§ Task details
Produce word for word the lines of the data below running from the one that has "A point falls on each instance of the blue painter's" to the one that has "A point falls on each instance of the blue bottle", inclusive, and no others.

(Referring expression pointing data)
%%
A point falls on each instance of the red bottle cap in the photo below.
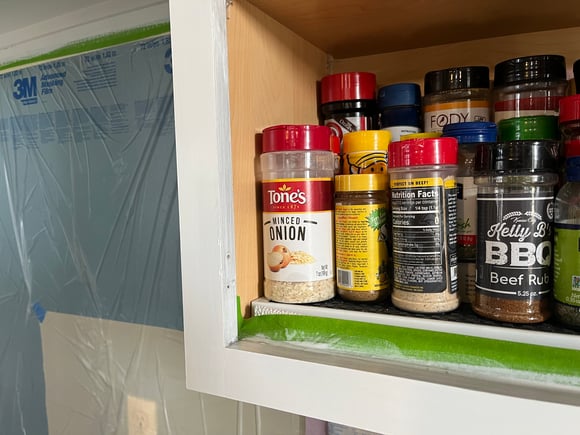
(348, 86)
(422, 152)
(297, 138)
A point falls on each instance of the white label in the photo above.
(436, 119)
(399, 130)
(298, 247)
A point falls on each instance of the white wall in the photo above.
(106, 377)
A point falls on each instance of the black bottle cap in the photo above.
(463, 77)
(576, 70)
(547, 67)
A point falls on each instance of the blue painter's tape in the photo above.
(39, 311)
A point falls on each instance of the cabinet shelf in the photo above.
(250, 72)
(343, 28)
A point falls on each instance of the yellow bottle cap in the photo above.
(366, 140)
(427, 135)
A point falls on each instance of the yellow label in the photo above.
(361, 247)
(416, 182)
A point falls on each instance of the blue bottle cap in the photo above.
%%
%%
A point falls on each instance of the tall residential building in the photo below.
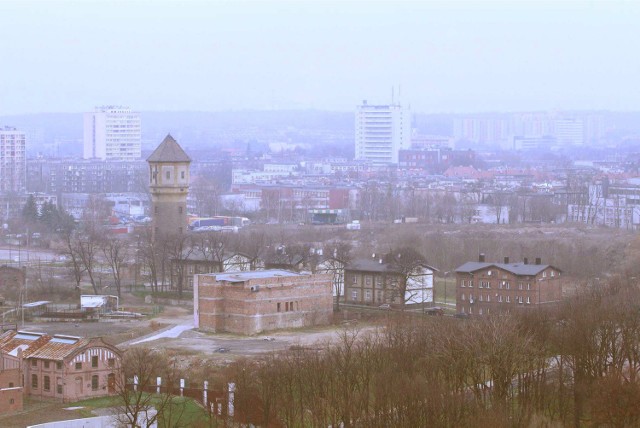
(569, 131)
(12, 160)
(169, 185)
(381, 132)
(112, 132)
%%
§ Exercise solution
A point falls on each instance of the blue painter's tape in the photo above.
(39, 311)
A point falls on each instance of the cabinet shelf in the photo above.
(250, 72)
(343, 28)
A point falls on each instance of the yellow bottle cap in the photo above.
(366, 140)
(427, 135)
A point falls on each instance of the yellow label in the photo above.
(361, 247)
(416, 182)
A point falls on each instance of the blue bottle cap in the photo above.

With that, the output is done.